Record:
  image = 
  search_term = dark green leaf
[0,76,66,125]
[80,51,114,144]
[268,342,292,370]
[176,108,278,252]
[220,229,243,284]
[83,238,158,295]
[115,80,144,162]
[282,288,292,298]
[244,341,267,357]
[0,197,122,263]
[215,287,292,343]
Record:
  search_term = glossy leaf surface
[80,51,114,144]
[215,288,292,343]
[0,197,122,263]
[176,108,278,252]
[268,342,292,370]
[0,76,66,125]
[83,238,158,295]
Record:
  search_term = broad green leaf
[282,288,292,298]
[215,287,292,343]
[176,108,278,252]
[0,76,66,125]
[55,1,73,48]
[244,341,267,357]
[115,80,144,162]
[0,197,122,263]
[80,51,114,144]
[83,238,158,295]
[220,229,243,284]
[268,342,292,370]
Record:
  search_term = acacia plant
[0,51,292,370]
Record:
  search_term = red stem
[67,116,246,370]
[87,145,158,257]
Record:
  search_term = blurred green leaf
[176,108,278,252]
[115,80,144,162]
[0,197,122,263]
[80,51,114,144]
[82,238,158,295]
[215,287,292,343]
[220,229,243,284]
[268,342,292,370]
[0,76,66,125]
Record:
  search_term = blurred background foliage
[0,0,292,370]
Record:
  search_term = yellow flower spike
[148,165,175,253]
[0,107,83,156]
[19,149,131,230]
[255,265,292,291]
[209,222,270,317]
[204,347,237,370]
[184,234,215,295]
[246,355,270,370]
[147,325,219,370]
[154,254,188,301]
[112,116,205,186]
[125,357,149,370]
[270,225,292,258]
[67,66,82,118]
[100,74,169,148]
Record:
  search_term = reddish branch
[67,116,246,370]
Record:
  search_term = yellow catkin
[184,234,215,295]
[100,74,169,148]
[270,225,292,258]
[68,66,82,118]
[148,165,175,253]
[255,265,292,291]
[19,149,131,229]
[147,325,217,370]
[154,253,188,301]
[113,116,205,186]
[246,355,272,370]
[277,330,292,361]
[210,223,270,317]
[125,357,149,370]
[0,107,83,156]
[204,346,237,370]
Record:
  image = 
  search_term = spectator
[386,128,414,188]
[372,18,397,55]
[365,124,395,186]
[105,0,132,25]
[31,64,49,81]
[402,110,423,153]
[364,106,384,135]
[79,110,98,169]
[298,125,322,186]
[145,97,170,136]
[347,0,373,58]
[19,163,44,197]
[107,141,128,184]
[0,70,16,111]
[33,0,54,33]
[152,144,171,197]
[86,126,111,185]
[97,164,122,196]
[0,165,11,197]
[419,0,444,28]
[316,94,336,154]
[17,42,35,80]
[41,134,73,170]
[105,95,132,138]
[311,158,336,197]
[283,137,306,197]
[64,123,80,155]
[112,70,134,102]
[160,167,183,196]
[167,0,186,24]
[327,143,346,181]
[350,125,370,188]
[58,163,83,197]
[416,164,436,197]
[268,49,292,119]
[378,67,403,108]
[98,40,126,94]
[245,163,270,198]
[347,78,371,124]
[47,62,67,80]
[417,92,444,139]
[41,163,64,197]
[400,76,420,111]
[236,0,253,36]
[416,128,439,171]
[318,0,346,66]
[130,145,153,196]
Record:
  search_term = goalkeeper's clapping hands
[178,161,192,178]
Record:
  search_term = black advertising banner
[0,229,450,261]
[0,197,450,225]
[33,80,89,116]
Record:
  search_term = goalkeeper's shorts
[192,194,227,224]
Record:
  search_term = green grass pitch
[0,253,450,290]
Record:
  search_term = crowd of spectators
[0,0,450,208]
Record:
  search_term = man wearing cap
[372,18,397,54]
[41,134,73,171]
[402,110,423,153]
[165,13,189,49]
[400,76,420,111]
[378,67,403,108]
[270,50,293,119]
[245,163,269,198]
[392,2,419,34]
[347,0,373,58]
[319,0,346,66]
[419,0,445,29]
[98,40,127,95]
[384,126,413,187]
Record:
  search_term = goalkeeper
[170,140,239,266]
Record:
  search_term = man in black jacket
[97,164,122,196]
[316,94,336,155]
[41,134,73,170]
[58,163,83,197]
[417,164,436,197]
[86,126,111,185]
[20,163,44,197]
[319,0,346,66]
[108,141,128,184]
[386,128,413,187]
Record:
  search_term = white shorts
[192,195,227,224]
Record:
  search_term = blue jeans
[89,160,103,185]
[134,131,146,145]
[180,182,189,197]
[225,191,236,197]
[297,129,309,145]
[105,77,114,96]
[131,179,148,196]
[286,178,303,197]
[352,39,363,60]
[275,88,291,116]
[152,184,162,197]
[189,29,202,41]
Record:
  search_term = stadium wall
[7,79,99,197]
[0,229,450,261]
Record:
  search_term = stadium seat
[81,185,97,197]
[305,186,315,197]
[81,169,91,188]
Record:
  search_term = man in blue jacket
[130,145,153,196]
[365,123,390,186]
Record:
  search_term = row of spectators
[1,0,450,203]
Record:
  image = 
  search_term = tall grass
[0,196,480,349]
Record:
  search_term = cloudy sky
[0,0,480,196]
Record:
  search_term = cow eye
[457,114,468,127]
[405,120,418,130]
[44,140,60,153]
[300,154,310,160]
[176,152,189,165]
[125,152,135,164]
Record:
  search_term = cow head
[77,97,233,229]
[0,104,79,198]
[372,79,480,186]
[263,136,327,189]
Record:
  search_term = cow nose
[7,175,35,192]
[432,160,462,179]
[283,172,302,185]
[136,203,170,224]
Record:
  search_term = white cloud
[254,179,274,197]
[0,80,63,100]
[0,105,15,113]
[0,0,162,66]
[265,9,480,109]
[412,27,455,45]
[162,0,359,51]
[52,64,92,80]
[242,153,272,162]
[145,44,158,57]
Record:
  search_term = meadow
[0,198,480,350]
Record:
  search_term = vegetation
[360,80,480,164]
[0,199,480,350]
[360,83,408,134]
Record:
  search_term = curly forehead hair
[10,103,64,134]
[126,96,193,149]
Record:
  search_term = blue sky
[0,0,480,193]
═══
### WHAT IS ASKED
Return the whole listing above line for line, with nothing changed, added, or left out.

### THE REPLY
Record:
  image = 
  search_term = dark green leaf
[0,76,66,125]
[80,51,114,144]
[268,342,292,370]
[176,108,278,252]
[220,229,243,284]
[83,238,158,295]
[115,80,144,162]
[282,288,292,298]
[244,341,267,357]
[0,197,122,263]
[215,287,292,343]
Record:
  search_term = glossy leaf surface
[80,51,114,144]
[215,288,292,343]
[0,197,122,263]
[176,108,278,252]
[268,342,292,370]
[0,76,66,125]
[83,238,158,295]
Record:
  search_term = broad green leaf
[282,288,292,298]
[215,287,292,343]
[176,108,278,252]
[0,76,66,125]
[55,1,73,48]
[244,341,267,357]
[115,80,144,162]
[0,197,122,263]
[80,51,114,144]
[83,238,158,295]
[220,229,243,284]
[268,342,292,370]
Record:
  search_term = acacia plant
[0,51,292,370]
Record:
  search_term = red stem
[67,116,246,370]
[87,145,158,257]
Record:
  search_term = blurred green leaf
[176,108,278,252]
[115,80,144,162]
[0,197,122,263]
[80,51,114,144]
[82,238,158,295]
[215,287,292,343]
[220,229,243,284]
[268,342,292,370]
[0,76,66,125]
Record:
  search_term = blurred background foliage
[0,0,292,370]
Record:
  search_term = yellow flower spike
[148,165,175,253]
[0,107,83,156]
[19,149,131,230]
[255,265,292,291]
[209,222,270,317]
[204,347,237,370]
[184,234,215,295]
[246,355,270,370]
[147,325,219,370]
[154,254,188,301]
[112,116,205,186]
[125,357,149,370]
[270,225,292,258]
[67,66,82,118]
[100,74,169,148]
Record:
  search_term = reddish branch
[67,116,246,370]
Record:
  search_term = yellow catkin
[184,234,215,295]
[100,74,169,148]
[270,225,292,258]
[68,66,82,118]
[148,165,175,253]
[255,265,292,291]
[19,149,131,229]
[147,325,217,370]
[154,253,188,301]
[113,116,205,186]
[246,355,272,370]
[277,330,292,361]
[210,223,270,317]
[125,357,149,370]
[0,107,83,156]
[204,346,237,370]
Record:
  image = 
  search_term = spectator
[386,128,414,188]
[372,18,397,55]
[365,124,395,186]
[105,0,132,25]
[31,64,49,81]
[402,110,423,153]
[364,106,384,135]
[79,110,98,169]
[298,125,322,186]
[145,97,170,136]
[347,0,373,58]
[19,163,44,197]
[107,141,128,184]
[0,70,16,111]
[33,0,54,33]
[152,144,171,197]
[86,126,111,185]
[97,164,122,196]
[0,165,11,197]
[419,0,444,28]
[316,94,336,154]
[17,42,35,80]
[41,134,73,170]
[105,95,132,138]
[311,158,336,197]
[283,137,306,197]
[64,123,80,155]
[112,70,134,102]
[160,167,183,196]
[167,0,186,24]
[327,143,346,181]
[350,125,370,188]
[58,163,83,197]
[416,164,436,197]
[268,49,292,119]
[378,67,403,108]
[98,40,126,94]
[245,163,270,198]
[347,78,371,124]
[47,62,67,80]
[417,92,444,139]
[41,163,64,197]
[400,76,420,111]
[236,0,253,36]
[416,128,439,171]
[318,0,346,66]
[130,145,153,196]
Record:
  search_term = goalkeeper's clapping hands
[178,161,192,178]
Record:
  search_term = black advertising banner
[0,229,450,261]
[0,197,450,225]
[33,80,89,116]
Record:
  search_term = goalkeeper's shorts
[192,194,227,224]
Record:
  search_term = green grass pitch
[0,253,450,290]
Record:
  search_term = crowd of spectators
[0,0,450,208]
Record:
  search_term = man wearing cap
[372,18,397,54]
[41,134,73,171]
[402,110,423,153]
[165,13,189,49]
[400,76,420,111]
[378,67,403,108]
[270,50,293,119]
[245,163,269,198]
[392,2,419,34]
[347,0,373,58]
[319,0,346,66]
[419,0,445,29]
[98,40,127,95]
[384,126,413,187]
Record:
  search_term = goalkeeper
[170,140,239,266]
Record:
  search_term = man in black jacket
[97,164,122,196]
[316,94,336,155]
[41,134,73,170]
[58,163,83,197]
[417,164,436,197]
[86,126,111,185]
[20,163,44,197]
[319,0,346,66]
[108,141,128,184]
[386,128,413,187]
Record:
  search_term = white shorts
[192,195,227,224]
Record:
  search_term = blue jeans
[89,160,103,185]
[134,131,146,145]
[180,182,189,197]
[225,191,236,197]
[297,129,309,145]
[105,77,114,96]
[131,179,148,196]
[286,178,303,197]
[352,39,363,60]
[275,88,291,116]
[152,184,162,197]
[189,29,202,41]
Record:
  search_term = stadium wall
[7,79,99,197]
[0,229,450,261]
Record:
  search_term = stadium seat
[81,185,97,197]
[305,186,315,197]
[81,169,91,188]
Record:
  search_term = man in blue jacket
[130,145,153,196]
[365,123,390,186]
Record:
  search_term = row of spectators
[1,0,450,203]
Record:
  image = 
  search_term = tall grass
[0,196,480,349]
Record:
  search_term = cloudy sky
[0,0,480,196]
Record:
  search_term = cow eye
[457,114,468,127]
[405,120,418,130]
[44,140,60,153]
[300,154,310,160]
[176,152,189,165]
[125,152,135,164]
Record:
  search_term = cow head
[77,97,233,229]
[0,104,79,198]
[372,79,480,186]
[263,136,327,189]
Record:
  search_term = cow nose
[7,175,35,192]
[432,160,462,179]
[283,172,302,185]
[136,203,170,224]
Record:
  search_term = white cloud
[254,179,274,197]
[0,80,63,100]
[0,105,15,113]
[0,0,162,66]
[265,9,480,109]
[412,27,455,45]
[162,0,359,51]
[52,64,92,80]
[242,153,272,162]
[145,44,158,57]
Record:
  search_term = meadow
[0,198,480,350]
Record:
  search_term = vegetation
[360,80,480,164]
[0,199,480,350]
[360,83,408,134]
Record:
  search_term = curly forehead hair
[10,103,64,134]
[126,96,193,149]
Record:
  search_term = blue sky
[0,0,480,193]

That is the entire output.